# Pirates 2!  (No spoilers)



## Aikikitty (Jul 7, 2006)

I saw it this morning and loved it! I was afraid that Disney would try too hard to top the first one and make the sequal corny, but they did an excellent job! It was very exciting! Just like at the very end of the credits on the first movie, this one also has a little scene at the very end. I won't ruin anything, but for those who don't know, this pirates movie rather ends on a cliffhanger/to be continued. I'm very glad that the 3rd movie comes out next summer.

Everyone go see it!!! %-} 

Robyn :asian:


----------



## MA-Caver (Jul 8, 2006)

I'll do ONE spoiler here... in a fanzine I was reading the other night I saw that *THE* Keith Richards will be cast to portray (Depp's character) Sparrow's father in the third movie. 
*That* should be interesting indeed.


----------



## Bob Hubbard (Jul 8, 2006)

Depp has hinted that there may be 6 movies in the series as well, in an interview. Hope thats true.


----------



## shesulsa (Jul 8, 2006)

MA-Caver said:
			
		

> I'll do ONE spoiler here... in a fanzine I was reading the other night I saw that *THE* Keith Richards will be cast to portray (Depp's character) Sparrow's father in the third movie.
> *That* should be interesting indeed.

··········

§ Requirements
a - Can you sum up the thread about the second Pirates movie in two sentences?
b - Which lines of the records contain the string "light"? Copy each of them in full.

··········

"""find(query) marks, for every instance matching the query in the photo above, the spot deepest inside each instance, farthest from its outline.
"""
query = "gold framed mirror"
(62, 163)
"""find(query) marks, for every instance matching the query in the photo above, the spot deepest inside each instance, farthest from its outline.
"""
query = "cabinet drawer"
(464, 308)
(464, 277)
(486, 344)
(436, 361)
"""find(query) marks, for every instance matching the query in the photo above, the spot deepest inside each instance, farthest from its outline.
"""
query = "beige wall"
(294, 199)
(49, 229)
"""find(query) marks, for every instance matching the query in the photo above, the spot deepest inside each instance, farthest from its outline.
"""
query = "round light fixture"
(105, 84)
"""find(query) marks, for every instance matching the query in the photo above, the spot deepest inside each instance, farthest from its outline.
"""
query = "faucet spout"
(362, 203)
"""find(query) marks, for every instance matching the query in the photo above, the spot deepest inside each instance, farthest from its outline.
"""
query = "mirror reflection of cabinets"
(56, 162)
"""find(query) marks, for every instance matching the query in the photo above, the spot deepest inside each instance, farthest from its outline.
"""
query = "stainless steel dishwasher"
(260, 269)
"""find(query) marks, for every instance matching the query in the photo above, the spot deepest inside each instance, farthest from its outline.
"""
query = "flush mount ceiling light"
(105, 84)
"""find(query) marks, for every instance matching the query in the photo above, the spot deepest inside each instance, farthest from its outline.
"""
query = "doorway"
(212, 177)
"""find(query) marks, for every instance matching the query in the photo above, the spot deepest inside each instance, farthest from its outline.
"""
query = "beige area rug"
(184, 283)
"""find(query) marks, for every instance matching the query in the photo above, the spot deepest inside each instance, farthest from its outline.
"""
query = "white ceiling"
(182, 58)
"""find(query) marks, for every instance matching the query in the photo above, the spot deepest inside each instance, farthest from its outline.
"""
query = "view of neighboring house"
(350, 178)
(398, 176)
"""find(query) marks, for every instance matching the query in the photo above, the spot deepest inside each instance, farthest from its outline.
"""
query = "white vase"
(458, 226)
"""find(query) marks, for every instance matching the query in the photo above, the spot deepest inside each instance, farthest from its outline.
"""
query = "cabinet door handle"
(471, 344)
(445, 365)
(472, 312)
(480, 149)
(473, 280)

··········

§ Results of the tasks
a - One poster saw the second Pirates movie, loved it, and says it ends on a cliffhanger with a short scene at the very end of the credits, with the third movie coming out next summer. Others add that a fanzine says Keith Richards will play Sparrow's father in the third movie, and that Depp hinted in an interview that there may be six movies in the series.

b -
query = "round light fixture"
query = "flush mount ceiling light"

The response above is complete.